**Objective:** Rescale the lines below, from the line containing "In which part of the above scan can the fence" through the final line, inclusive. Reproduce those lines in full, requests included, but multiply every bounding-box coordinate in the answers by 0.55 and round to whole numbers with halves rounded up, leaving the numbers in the requests and their sample format untouched.

**Records supplied:**
● ● ● ● ● ● ●
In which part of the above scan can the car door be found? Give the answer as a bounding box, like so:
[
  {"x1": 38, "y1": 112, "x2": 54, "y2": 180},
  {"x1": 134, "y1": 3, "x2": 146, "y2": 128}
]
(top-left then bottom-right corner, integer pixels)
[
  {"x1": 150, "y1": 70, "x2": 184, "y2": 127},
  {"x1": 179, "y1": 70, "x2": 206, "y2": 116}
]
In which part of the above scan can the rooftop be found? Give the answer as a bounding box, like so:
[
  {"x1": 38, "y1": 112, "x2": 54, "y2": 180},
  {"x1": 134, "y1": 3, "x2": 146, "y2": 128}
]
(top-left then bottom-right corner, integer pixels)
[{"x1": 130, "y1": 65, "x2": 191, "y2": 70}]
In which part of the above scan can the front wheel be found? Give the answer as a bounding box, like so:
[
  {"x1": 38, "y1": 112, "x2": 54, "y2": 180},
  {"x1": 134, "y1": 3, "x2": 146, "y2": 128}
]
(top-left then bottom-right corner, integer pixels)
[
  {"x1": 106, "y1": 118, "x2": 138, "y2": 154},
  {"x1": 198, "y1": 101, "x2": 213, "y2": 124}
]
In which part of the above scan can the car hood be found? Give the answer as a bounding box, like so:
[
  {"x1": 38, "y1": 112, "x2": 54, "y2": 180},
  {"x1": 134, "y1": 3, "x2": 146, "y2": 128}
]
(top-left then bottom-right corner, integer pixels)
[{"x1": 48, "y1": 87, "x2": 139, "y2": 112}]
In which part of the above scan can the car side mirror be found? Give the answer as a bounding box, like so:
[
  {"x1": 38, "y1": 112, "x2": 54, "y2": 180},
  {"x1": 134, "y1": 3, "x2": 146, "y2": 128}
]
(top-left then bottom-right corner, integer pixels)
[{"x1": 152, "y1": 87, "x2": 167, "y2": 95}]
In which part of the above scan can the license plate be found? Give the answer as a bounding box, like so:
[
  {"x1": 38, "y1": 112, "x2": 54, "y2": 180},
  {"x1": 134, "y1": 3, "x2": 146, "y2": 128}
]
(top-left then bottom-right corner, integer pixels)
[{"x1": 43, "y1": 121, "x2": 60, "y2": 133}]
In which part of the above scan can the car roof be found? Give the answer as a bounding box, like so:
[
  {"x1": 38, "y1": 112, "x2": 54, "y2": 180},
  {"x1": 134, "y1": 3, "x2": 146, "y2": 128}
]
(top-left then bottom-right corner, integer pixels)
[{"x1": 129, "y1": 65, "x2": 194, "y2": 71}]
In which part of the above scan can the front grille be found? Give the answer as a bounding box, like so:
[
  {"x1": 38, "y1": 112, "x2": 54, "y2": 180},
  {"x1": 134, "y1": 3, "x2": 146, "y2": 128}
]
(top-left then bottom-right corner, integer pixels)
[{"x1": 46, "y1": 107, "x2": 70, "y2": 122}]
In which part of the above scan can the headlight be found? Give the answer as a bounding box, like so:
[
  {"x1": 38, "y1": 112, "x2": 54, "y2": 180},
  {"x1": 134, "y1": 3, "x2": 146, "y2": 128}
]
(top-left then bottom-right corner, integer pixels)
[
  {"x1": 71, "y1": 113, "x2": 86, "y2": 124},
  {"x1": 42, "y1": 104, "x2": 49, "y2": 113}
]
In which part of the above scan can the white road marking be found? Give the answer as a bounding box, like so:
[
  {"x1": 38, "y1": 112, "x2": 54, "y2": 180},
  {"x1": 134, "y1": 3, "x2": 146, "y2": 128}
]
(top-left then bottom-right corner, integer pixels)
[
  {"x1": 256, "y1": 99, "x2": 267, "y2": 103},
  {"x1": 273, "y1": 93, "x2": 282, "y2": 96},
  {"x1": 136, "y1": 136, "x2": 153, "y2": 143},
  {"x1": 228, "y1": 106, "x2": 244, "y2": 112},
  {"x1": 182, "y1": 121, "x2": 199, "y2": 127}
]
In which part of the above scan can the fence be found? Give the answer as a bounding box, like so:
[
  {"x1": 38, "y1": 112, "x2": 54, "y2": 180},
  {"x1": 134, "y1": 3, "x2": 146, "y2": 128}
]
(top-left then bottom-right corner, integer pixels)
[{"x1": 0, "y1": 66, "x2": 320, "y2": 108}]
● ● ● ● ● ● ●
**Task answer:**
In which part of the above scan can the fence be found? Give the answer as a bounding box, like so:
[
  {"x1": 38, "y1": 112, "x2": 54, "y2": 180},
  {"x1": 134, "y1": 3, "x2": 146, "y2": 128}
]
(top-left then bottom-right corner, integer pixels)
[{"x1": 0, "y1": 36, "x2": 176, "y2": 59}]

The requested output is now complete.